Entries pointing to named objects
###

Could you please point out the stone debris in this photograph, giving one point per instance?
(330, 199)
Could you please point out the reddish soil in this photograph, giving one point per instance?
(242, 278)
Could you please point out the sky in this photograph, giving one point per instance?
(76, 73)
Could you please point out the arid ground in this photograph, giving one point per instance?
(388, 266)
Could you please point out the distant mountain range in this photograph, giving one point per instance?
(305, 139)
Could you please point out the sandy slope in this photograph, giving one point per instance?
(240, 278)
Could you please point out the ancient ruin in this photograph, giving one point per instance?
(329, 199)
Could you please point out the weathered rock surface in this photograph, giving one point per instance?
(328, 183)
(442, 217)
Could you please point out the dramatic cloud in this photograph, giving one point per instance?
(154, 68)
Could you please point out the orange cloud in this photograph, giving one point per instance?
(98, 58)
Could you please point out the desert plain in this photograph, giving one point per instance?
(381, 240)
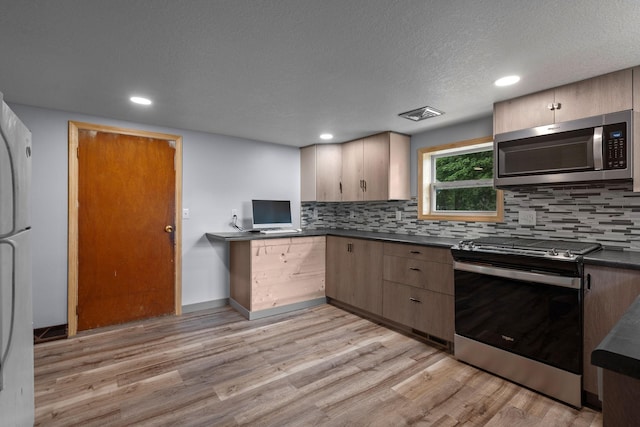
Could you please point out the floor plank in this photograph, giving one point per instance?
(319, 366)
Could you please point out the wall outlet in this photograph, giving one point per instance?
(527, 217)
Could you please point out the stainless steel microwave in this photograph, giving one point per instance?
(598, 148)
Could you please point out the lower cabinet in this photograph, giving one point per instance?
(271, 276)
(410, 285)
(609, 294)
(418, 288)
(354, 272)
(420, 309)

###

Job: Write out all of the material again, swapping "photograph" for "image" everywhere and changing nothing else. Leave out the pictures.

Response to the exercise:
Could you please point out the stone debris in this image, giving one point per instance?
(330, 199)
Could you please point out the reddish soil in this image, giving one point per instance?
(242, 278)
Could you please point out the sky in this image, giving one point per instance?
(76, 73)
Could you please point out the arid ground in this image, giving one point per instance?
(388, 266)
Could you please point out the distant mountain range in this image, giving one point per instance?
(305, 139)
Could you please point out the sandy slope in this image, giving one point per instance?
(240, 278)
Could you please point out the ancient ruin in this image, giving one point per instance?
(329, 199)
Could you please point out the weathered rock surface in this image, giving one point per instance?
(328, 183)
(442, 217)
Could you please point out the dramatic cloud in this image, giving one point per instance?
(154, 68)
Could you please point out the orange cloud in this image, giving one point per instance?
(98, 58)
Could you please point out the desert plain in this image, giving one point per instance?
(381, 240)
Could you please point out the floor plank in this image, giving one point per instance?
(319, 366)
Could you please point out the wall outlet in this image, giving one point per instance?
(527, 217)
Could you please point out the stainless steel microwave in this image, giving one point per instance?
(598, 148)
Could you please point out the lower cabinet in this image, giving one point per instance?
(271, 276)
(410, 285)
(609, 294)
(418, 288)
(354, 272)
(420, 309)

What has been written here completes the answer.